- **Goal**
Copy out the records in full, word for word, without pictures.

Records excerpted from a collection

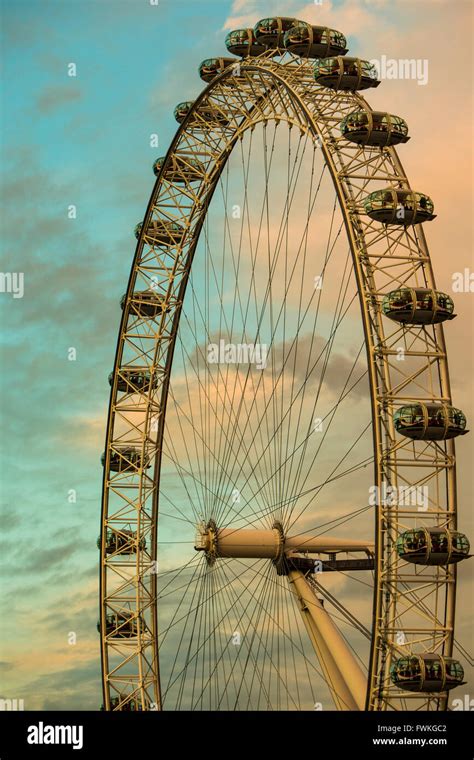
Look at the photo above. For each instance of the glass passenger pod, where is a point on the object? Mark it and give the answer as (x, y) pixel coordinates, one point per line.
(432, 546)
(314, 41)
(418, 306)
(180, 169)
(271, 31)
(395, 206)
(427, 673)
(206, 112)
(121, 542)
(134, 380)
(126, 460)
(120, 625)
(374, 128)
(242, 42)
(429, 422)
(161, 232)
(345, 73)
(146, 303)
(211, 67)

- **Full output**
Look at the photo above. For each instance of the glass passenger pod, where is a point on the object? Mark it and give the answer as (x, y) pixel coordinates, one point per line.
(432, 546)
(314, 41)
(418, 306)
(180, 169)
(271, 31)
(395, 206)
(427, 673)
(206, 112)
(121, 542)
(134, 380)
(126, 460)
(120, 625)
(374, 128)
(242, 42)
(429, 422)
(161, 232)
(345, 73)
(146, 303)
(211, 67)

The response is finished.